**REQUIRED ACTION**
Repeat the entries exactly, and do not carry the pictures over.

[Recorded data]
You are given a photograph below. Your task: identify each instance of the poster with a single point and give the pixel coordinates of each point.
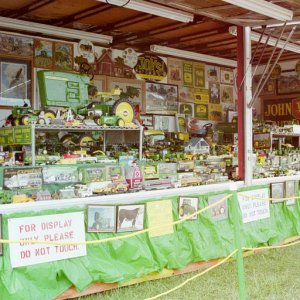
(214, 92)
(201, 111)
(201, 96)
(199, 75)
(254, 209)
(218, 212)
(188, 79)
(160, 218)
(215, 112)
(67, 227)
(175, 71)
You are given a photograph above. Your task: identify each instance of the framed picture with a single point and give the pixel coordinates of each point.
(1, 236)
(226, 75)
(214, 92)
(147, 121)
(99, 85)
(16, 45)
(43, 54)
(185, 94)
(199, 75)
(161, 98)
(201, 111)
(181, 123)
(101, 218)
(277, 191)
(288, 83)
(268, 89)
(130, 217)
(63, 56)
(186, 109)
(290, 191)
(226, 93)
(131, 89)
(187, 206)
(218, 212)
(174, 71)
(15, 82)
(212, 73)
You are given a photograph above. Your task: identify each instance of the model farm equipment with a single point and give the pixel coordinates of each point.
(66, 96)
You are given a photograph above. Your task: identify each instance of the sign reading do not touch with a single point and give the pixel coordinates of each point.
(50, 228)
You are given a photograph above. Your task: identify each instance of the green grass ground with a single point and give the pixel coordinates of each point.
(270, 275)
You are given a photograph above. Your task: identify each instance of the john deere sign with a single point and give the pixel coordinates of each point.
(282, 111)
(150, 66)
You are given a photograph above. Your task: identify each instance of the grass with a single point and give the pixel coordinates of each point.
(270, 275)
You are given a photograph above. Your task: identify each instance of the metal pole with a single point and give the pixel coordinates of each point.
(33, 144)
(233, 204)
(141, 143)
(248, 111)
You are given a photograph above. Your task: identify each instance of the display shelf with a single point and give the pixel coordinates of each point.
(83, 128)
(128, 198)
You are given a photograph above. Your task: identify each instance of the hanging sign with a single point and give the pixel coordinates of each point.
(152, 67)
(58, 228)
(254, 209)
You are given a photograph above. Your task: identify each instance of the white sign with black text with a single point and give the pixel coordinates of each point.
(254, 209)
(67, 227)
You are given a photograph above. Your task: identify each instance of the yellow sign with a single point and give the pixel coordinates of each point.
(159, 216)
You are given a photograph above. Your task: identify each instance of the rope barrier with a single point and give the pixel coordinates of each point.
(121, 237)
(273, 247)
(193, 277)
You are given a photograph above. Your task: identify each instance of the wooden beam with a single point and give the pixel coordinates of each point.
(26, 9)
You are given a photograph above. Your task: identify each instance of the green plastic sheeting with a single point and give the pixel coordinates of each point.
(122, 260)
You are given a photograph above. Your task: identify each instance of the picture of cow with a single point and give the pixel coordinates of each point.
(187, 206)
(130, 217)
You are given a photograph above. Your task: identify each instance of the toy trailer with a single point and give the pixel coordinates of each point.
(63, 89)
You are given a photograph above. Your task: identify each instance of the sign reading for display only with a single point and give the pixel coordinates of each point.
(254, 209)
(53, 228)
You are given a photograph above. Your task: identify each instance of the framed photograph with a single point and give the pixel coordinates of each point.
(43, 54)
(185, 94)
(147, 121)
(15, 82)
(174, 71)
(214, 92)
(63, 56)
(16, 45)
(187, 206)
(101, 218)
(181, 123)
(226, 93)
(201, 111)
(99, 85)
(161, 98)
(277, 191)
(288, 83)
(212, 73)
(290, 191)
(131, 217)
(226, 75)
(131, 89)
(218, 212)
(186, 109)
(199, 75)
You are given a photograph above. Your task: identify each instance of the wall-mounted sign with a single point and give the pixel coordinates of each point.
(150, 66)
(87, 50)
(130, 57)
(282, 111)
(53, 228)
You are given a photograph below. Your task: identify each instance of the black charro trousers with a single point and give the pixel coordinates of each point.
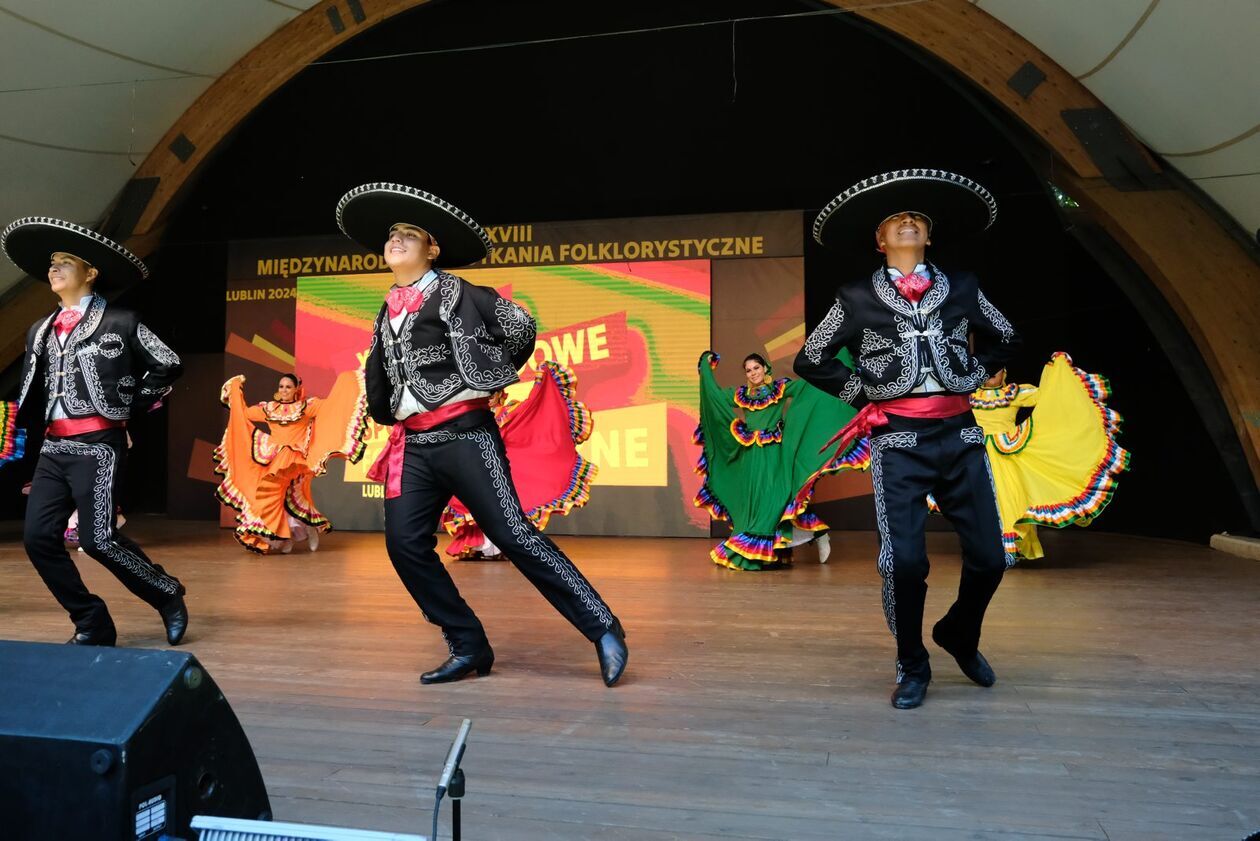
(465, 458)
(911, 458)
(82, 473)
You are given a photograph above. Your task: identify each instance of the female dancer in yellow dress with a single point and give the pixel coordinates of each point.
(1059, 465)
(271, 452)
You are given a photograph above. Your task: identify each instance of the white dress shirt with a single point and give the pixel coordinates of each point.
(58, 407)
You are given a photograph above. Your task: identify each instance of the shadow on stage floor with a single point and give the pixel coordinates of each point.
(755, 706)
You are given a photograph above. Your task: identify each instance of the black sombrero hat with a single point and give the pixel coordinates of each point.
(32, 240)
(367, 213)
(955, 204)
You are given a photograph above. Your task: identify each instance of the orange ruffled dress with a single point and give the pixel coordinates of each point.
(541, 435)
(267, 472)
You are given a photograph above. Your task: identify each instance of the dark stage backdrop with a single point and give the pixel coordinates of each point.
(624, 303)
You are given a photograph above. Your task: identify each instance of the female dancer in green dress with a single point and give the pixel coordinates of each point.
(764, 450)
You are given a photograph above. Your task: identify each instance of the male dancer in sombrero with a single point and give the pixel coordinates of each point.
(440, 346)
(88, 367)
(910, 327)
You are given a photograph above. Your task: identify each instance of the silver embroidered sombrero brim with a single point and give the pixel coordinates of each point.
(30, 242)
(367, 213)
(956, 206)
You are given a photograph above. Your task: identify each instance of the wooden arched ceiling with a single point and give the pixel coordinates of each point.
(1207, 278)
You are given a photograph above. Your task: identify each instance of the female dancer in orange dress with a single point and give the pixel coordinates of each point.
(272, 450)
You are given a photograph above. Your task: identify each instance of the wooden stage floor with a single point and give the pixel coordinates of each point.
(755, 705)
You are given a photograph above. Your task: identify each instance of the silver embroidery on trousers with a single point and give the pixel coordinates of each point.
(527, 535)
(102, 512)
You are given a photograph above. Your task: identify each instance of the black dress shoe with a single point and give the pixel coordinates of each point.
(910, 692)
(611, 648)
(106, 637)
(174, 615)
(458, 666)
(973, 665)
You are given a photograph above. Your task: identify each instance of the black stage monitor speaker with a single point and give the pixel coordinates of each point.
(117, 744)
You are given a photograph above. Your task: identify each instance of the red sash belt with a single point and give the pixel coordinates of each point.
(68, 426)
(876, 414)
(388, 465)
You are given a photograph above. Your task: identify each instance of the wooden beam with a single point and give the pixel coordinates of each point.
(246, 85)
(1210, 280)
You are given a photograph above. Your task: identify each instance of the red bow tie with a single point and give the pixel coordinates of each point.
(912, 286)
(405, 299)
(66, 320)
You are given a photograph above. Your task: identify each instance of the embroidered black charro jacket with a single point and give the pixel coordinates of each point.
(111, 365)
(896, 343)
(463, 337)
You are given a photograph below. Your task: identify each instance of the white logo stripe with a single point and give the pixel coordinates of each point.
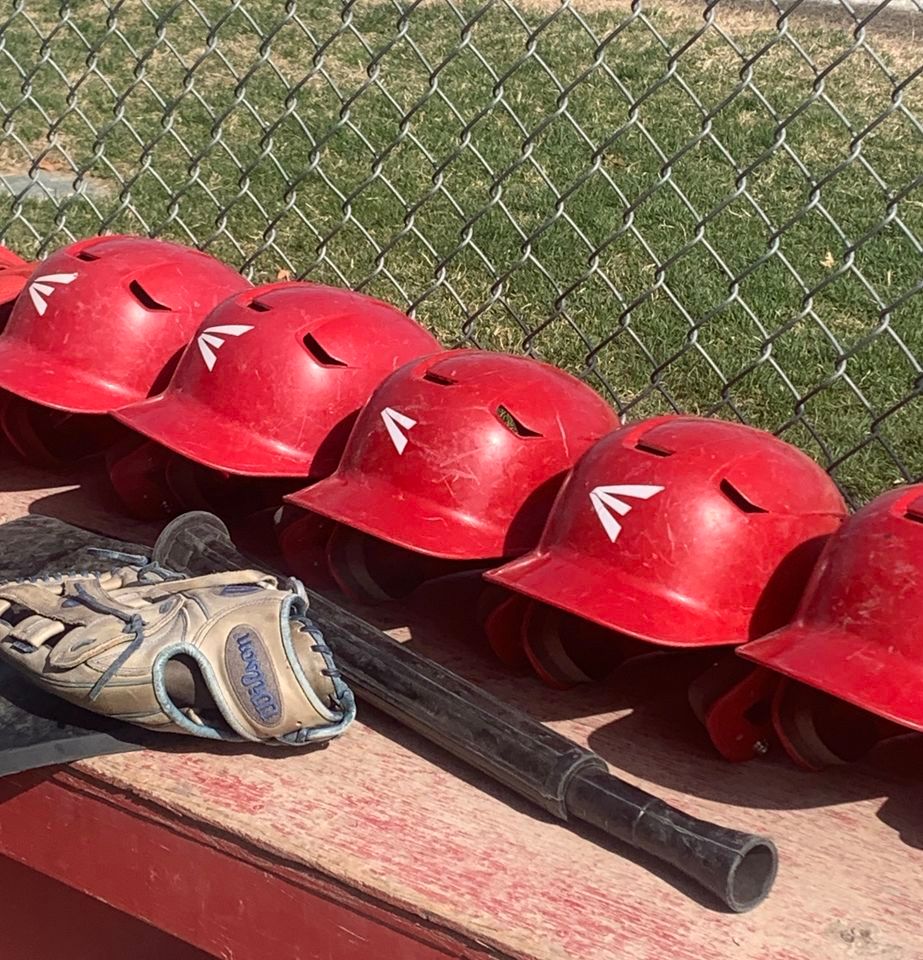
(393, 421)
(41, 288)
(64, 278)
(208, 338)
(230, 329)
(606, 499)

**RESPONSE TO THIS EXERCISE**
You are given a photograph below. Your task: identify each instance of the poster with a single point and give the pixel coordinates of each point.
(214, 92)
(201, 111)
(201, 96)
(199, 75)
(254, 209)
(218, 212)
(188, 79)
(160, 218)
(215, 112)
(67, 227)
(175, 71)
You are given a photograph above. Your task: identify each instance of the framed picture with a single point and give the pixel coordinates of each point.
(1, 236)
(226, 75)
(214, 92)
(147, 121)
(99, 85)
(16, 45)
(43, 54)
(185, 94)
(199, 75)
(161, 98)
(201, 111)
(181, 123)
(101, 218)
(277, 191)
(288, 83)
(268, 89)
(130, 217)
(63, 56)
(186, 109)
(290, 191)
(226, 93)
(131, 89)
(187, 206)
(218, 212)
(174, 71)
(15, 82)
(212, 73)
You are given a photograph above. Your task: identify each instance of the model farm equipment with a single point and give the pixel coordinates of each point.
(66, 96)
You are given a photograph above. Your task: identify each instance of the sign reading do not touch with a single point and give the pixel coordinates of each point.
(50, 228)
You are given a photograph above. Your task: identify each instance of the green grass ground with a single point and give the pixel coordinates of each point.
(270, 275)
You are given a photograph above. Your task: identify each instance of the john deere sign with a single point and give the pixel coordinates of each point.
(282, 111)
(150, 66)
You are given a photograph above. Your task: identify each instance of the grass with a single point and give the pixel coordinates of each point.
(270, 275)
You are given a photograph above. Your task: identify each instance of the metal pole with a single point and give the pixel coordinates of each point.
(33, 144)
(233, 204)
(141, 143)
(248, 111)
You are given a photograph above. Your task: identify each instance of the display shelf with a single point and give the pixel coordinates of each point.
(83, 128)
(128, 198)
You are given a photograph above. Your task: identify each instance of the hanging sign with a single point and give the pixel coordinates of each point.
(152, 67)
(58, 228)
(254, 209)
You are given a photograph above. Your task: identify each instance of the white sign with black text with a single point and give the pixel coordinates of each point.
(254, 209)
(67, 227)
You are given a photograph above. Your task: identify each instance of the yellow sign with a single point and give the pixel coordinates of each point.
(159, 216)
You are given a photograph above. Your task: identify each instance of the rope barrier with a single point and give the pixel coordinates of each point.
(121, 237)
(273, 247)
(193, 277)
You are given a photograph above. Your task: identify each instance of the wooden beam with a single point and give the pixel coordinates of each point.
(26, 9)
You are given a photograph above. Your task: identify each instance of the green plastic sheeting with a single point and give the pixel coordinates of each point.
(122, 260)
You are given a photograph above. Your task: identify each instance of the picture of cow with a single point and give the pixel coordinates of each point.
(187, 206)
(130, 217)
You are given a photograph above. Your task: identify each instance of the toy trailer with a single point and give the pixel coordinates of each point.
(63, 89)
You are given a photograph above. Your task: identify each instance of the sign reading for display only with a single point and give the pixel coordinates of each point.
(254, 209)
(53, 228)
You are given a photograph above. Your task: identify each instance of the framed photograph with a single point and give the pixel coordinates of each point.
(43, 54)
(185, 94)
(147, 121)
(15, 82)
(174, 71)
(214, 92)
(63, 56)
(16, 45)
(187, 206)
(101, 218)
(181, 123)
(226, 93)
(201, 111)
(99, 85)
(161, 98)
(277, 191)
(288, 83)
(212, 73)
(290, 191)
(131, 217)
(226, 75)
(131, 89)
(218, 212)
(186, 109)
(199, 75)
You are given a photograph above. Your task: identify each instance of the wall-mounted sign with a single point and give the pixel coordinates of each point.
(150, 66)
(87, 50)
(130, 57)
(282, 111)
(53, 228)
You are given a photograph below. Your task: identify each instance of the black charro trousers with a single point and give the pixel coordinates of each point.
(465, 458)
(911, 458)
(82, 473)
You are given a photograph above. Your task: identify each instance of the female dancer in yellow dress with a single point and give the pixel coordinates of each point.
(1059, 465)
(271, 452)
You are given a photograph above. Your task: identify each instance of the white dress shirt with a single point and give the pixel coordinates of each point.
(58, 407)
You are given a photograph above. Your task: identify each instance of the shadow on stage floor with a single point and give the pixel coordinates of each point.
(755, 706)
You are given a photograph above. Your task: identify each instance of the black sombrero hat with a single point and give the pixel coordinates of each point.
(32, 240)
(367, 213)
(955, 204)
You are given a photograph above. Your task: identify each instance of the orange ruffled dress with a single point and give the pixel coordinates of each point.
(541, 435)
(267, 472)
You are given a photograph above. Your task: identify each instance of the dark stage backdrop with a single point and give the pixel coordinates of each point.
(624, 303)
You are given a photograph above. Your task: identify each instance of the female dancer in green dress with a single point and give the pixel coordinates of each point.
(764, 450)
You are given a photograph above. Your task: identify each instance of the male dancer in sombrero with a single point and give the pixel coordinates of each point.
(440, 346)
(88, 367)
(910, 327)
You are given a photograph above. Your task: identify each instance of the silver embroidered sombrero brim with a single point and give the pixel coordinates of each point.
(30, 242)
(367, 213)
(956, 206)
You are given a photograph above. Your task: identify each instance of the wooden arched ceiling with a single point and give the pixel coordinates of each point.
(1207, 278)
You are given a photograph above. Your task: identify each instance of the female dancer in orange dress with a single point and give the pixel coordinates of each point.
(272, 450)
You are given a photograph above. Your task: identify each instance of the wooden stage floor with a single point and give the pixel coordinates of each point.
(755, 705)
You are given a photograph above. Your task: identify each instance of the silver embroidery on trousers with a single point and give the pixel coordinates of each point.
(527, 535)
(102, 512)
You are given a photograph above. Your task: identify each instance of the black dress shoe with a single point and give the pixel coordinates of each point.
(910, 692)
(611, 648)
(106, 637)
(174, 615)
(458, 666)
(973, 665)
You are given a photograph above. Your task: identify each instance of the black stage monitor speaker with a single point and give the pixel coordinates of each point.
(117, 744)
You are given a photograph above. Your task: identify each instance of the red sash belt with a single point and give the pixel coordinates of each point.
(68, 426)
(876, 414)
(388, 465)
You are given a photograph above. Your task: identify each instance of the wooden beam with a single point and give the pixel coordinates of each point.
(246, 85)
(1210, 280)
You are given a photograph above. Your task: identify each instance of the red bow tie with a single point and give the pixel coordinates of each point.
(912, 286)
(405, 299)
(66, 320)
You are given a photograph above. Your task: identify each instance of the embroidered black charro jacket with a single point and give the pixel coordinates of each point.
(111, 365)
(896, 343)
(463, 337)
You are given a photograph below. Your task: identify each instance of the white logo stripe with a single point and give the pixel coordinates of each point.
(393, 421)
(41, 288)
(64, 278)
(208, 338)
(230, 329)
(606, 499)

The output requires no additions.